[Begin Stored data]

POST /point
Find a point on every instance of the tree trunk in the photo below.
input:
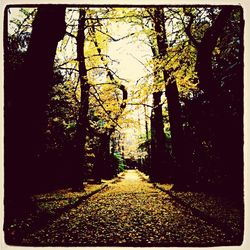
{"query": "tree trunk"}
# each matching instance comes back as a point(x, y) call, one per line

[End Stored data]

Objective — Rewrite the entries above with "tree trunk" switched to "tree stump" everywhere it appears, changing nothing else. Leave the pictures out of your answer.

Result —
POST /point
Find a point on every instance of the tree stump in the photo below.
input:
{"query": "tree stump"}
# each matching instance comes back as a point(x, y) call, one per line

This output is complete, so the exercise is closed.